WORK INSTRUCTION: The listing below should be written out exactly; please include all of it.

__________________________________________________

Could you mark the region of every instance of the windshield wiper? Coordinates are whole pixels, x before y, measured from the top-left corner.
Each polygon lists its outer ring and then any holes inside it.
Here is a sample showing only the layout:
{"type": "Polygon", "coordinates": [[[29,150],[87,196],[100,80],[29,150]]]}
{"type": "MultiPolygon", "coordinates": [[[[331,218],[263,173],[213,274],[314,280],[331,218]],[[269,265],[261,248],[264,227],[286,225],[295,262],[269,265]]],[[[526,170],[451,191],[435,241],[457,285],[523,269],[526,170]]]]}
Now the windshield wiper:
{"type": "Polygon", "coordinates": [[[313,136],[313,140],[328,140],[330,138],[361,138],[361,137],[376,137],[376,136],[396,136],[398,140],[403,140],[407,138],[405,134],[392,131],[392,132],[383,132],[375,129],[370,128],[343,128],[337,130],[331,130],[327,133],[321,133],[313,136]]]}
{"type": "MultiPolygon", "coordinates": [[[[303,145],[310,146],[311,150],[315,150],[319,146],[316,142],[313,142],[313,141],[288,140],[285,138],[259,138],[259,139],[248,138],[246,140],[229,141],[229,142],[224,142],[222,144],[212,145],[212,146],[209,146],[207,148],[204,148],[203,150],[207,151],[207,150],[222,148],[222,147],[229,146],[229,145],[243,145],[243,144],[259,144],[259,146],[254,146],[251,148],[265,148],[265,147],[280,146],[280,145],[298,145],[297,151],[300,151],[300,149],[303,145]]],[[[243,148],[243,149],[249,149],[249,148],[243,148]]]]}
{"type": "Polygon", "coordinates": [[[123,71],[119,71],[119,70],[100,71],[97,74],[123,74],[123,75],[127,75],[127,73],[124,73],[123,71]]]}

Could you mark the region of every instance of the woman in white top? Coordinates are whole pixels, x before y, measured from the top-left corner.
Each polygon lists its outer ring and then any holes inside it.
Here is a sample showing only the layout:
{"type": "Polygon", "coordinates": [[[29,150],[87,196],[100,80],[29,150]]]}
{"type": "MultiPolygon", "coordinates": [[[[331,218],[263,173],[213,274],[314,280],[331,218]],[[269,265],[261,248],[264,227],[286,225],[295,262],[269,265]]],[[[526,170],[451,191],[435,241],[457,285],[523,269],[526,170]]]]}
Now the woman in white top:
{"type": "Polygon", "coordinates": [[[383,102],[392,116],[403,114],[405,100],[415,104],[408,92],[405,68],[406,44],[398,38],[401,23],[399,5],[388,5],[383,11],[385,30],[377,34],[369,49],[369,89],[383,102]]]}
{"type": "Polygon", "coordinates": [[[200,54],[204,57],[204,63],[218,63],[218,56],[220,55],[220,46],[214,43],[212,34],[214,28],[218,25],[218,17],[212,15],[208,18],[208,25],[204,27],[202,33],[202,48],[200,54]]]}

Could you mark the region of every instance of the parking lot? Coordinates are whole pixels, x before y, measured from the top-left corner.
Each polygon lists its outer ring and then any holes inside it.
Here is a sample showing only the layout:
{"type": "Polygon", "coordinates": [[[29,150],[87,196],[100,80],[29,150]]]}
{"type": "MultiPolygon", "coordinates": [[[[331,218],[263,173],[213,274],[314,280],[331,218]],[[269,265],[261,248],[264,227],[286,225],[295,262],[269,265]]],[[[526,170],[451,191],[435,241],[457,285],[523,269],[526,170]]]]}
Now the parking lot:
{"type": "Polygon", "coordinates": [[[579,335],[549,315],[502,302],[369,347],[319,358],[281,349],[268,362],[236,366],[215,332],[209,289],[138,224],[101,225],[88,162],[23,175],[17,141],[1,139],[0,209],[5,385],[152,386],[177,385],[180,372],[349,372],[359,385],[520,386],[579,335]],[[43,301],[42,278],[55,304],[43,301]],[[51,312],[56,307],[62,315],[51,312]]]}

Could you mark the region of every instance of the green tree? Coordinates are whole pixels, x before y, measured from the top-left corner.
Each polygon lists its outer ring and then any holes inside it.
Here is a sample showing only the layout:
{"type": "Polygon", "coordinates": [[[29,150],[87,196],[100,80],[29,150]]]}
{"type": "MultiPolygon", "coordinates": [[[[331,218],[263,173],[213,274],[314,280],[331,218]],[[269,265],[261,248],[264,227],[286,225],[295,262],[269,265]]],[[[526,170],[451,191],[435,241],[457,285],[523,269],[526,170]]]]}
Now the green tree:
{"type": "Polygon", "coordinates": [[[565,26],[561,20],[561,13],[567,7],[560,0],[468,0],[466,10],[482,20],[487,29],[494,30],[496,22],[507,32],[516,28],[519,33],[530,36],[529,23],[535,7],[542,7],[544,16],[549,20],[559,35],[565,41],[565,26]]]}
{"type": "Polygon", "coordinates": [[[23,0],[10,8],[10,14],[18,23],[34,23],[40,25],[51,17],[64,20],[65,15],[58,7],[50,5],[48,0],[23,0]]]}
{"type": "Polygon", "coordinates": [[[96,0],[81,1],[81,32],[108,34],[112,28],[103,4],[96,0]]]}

__________________________________________________

WRITTEN REPLY:
Could you mark the region of every instance of the windshield wiper? Coordinates are whole pixels, x before y, measured from the top-left corner.
Each polygon lists its outer ring and then any holes inside it.
Here is a sample showing only the layout:
{"type": "Polygon", "coordinates": [[[29,150],[87,196],[100,80],[29,150]]]}
{"type": "MultiPolygon", "coordinates": [[[[331,218],[263,173],[213,274],[314,280],[331,218]],[[269,265],[261,248],[264,227],[286,225],[295,262],[269,265]]],[[[526,170],[451,191],[435,241],[457,285],[523,269],[526,170]]]]}
Now the windshield wiper:
{"type": "Polygon", "coordinates": [[[313,136],[313,140],[328,140],[330,138],[361,138],[361,137],[376,137],[376,136],[396,136],[398,140],[403,140],[407,138],[405,134],[392,131],[392,132],[383,132],[375,129],[370,128],[343,128],[337,130],[331,130],[327,133],[321,133],[313,136]]]}
{"type": "MultiPolygon", "coordinates": [[[[303,145],[310,146],[311,150],[315,150],[319,146],[316,142],[313,142],[313,141],[288,140],[285,138],[259,138],[259,139],[248,138],[246,140],[229,141],[229,142],[224,142],[222,144],[212,145],[212,146],[209,146],[207,148],[204,148],[203,150],[207,151],[207,150],[222,148],[222,147],[229,146],[229,145],[243,145],[243,144],[259,144],[259,146],[254,146],[251,148],[265,148],[265,147],[280,146],[280,145],[298,145],[297,151],[300,151],[300,149],[303,145]]],[[[243,148],[243,149],[249,149],[249,148],[243,148]]]]}
{"type": "Polygon", "coordinates": [[[123,71],[119,71],[119,70],[100,71],[97,74],[123,74],[123,75],[127,75],[127,73],[124,73],[123,71]]]}

Could you mark the region of every instance of the woman in white top? Coordinates are whole pixels, x before y, measured from the top-left corner.
Each polygon lists its outer ring and then any holes inside it.
Here is a sample showing only the layout:
{"type": "Polygon", "coordinates": [[[29,150],[87,196],[100,80],[29,150]]]}
{"type": "MultiPolygon", "coordinates": [[[[331,218],[263,173],[213,274],[314,280],[331,218]],[[269,265],[261,248],[264,227],[286,225],[295,262],[269,265]]],[[[526,170],[451,191],[435,241],[457,285],[523,269],[526,170]]]]}
Now the woman in white top:
{"type": "Polygon", "coordinates": [[[383,102],[392,116],[403,114],[405,100],[415,104],[408,92],[405,68],[406,44],[398,38],[401,23],[399,5],[388,5],[383,11],[385,30],[377,34],[369,49],[369,89],[383,102]]]}
{"type": "Polygon", "coordinates": [[[200,54],[204,57],[204,63],[218,63],[218,56],[220,55],[220,46],[214,43],[212,34],[214,28],[218,25],[218,17],[212,15],[208,18],[208,25],[204,27],[202,33],[202,48],[200,54]]]}

Could you mark the region of every instance of the parking lot? Coordinates are whole pixels, x before y, measured from the top-left corner.
Each polygon lists its outer ring and then any holes inside it.
Here is a sample showing only the layout:
{"type": "Polygon", "coordinates": [[[29,150],[87,196],[100,80],[29,150]]]}
{"type": "MultiPolygon", "coordinates": [[[[331,218],[263,173],[213,274],[314,280],[331,218]],[[269,265],[261,248],[264,227],[286,225],[295,262],[269,265]]],[[[526,170],[451,191],[435,241],[457,285],[523,269],[526,170]]]]}
Now the parking lot:
{"type": "Polygon", "coordinates": [[[579,335],[549,315],[502,302],[369,347],[319,358],[281,349],[268,362],[236,366],[215,332],[209,289],[138,224],[101,225],[88,162],[23,175],[17,141],[1,139],[0,209],[5,385],[152,386],[177,385],[180,372],[349,372],[359,385],[520,386],[579,335]],[[43,301],[42,278],[55,304],[43,301]],[[51,312],[56,307],[62,315],[51,312]]]}

Could you mark the region of every instance of the green tree? Coordinates are whole pixels, x before y, measured from the top-left corner.
Each polygon lists its outer ring and then any holes inside it.
Here is a sample showing only the layout:
{"type": "Polygon", "coordinates": [[[29,150],[87,196],[100,80],[29,150]]]}
{"type": "MultiPolygon", "coordinates": [[[[331,218],[263,173],[213,274],[314,280],[331,218]],[[269,265],[261,248],[264,227],[286,225],[295,262],[269,265]]],[[[526,170],[451,191],[435,241],[457,285],[523,269],[526,170]]]]}
Now the green tree:
{"type": "Polygon", "coordinates": [[[565,26],[561,20],[561,13],[567,7],[560,0],[468,0],[466,10],[482,20],[487,29],[494,30],[496,22],[507,32],[516,28],[519,33],[530,36],[529,23],[535,7],[542,7],[544,16],[549,20],[559,35],[565,41],[565,26]]]}
{"type": "Polygon", "coordinates": [[[23,0],[10,8],[10,14],[18,23],[34,23],[40,25],[51,17],[64,20],[65,15],[58,7],[50,5],[48,0],[23,0]]]}
{"type": "Polygon", "coordinates": [[[96,0],[81,1],[81,32],[108,34],[112,28],[103,4],[96,0]]]}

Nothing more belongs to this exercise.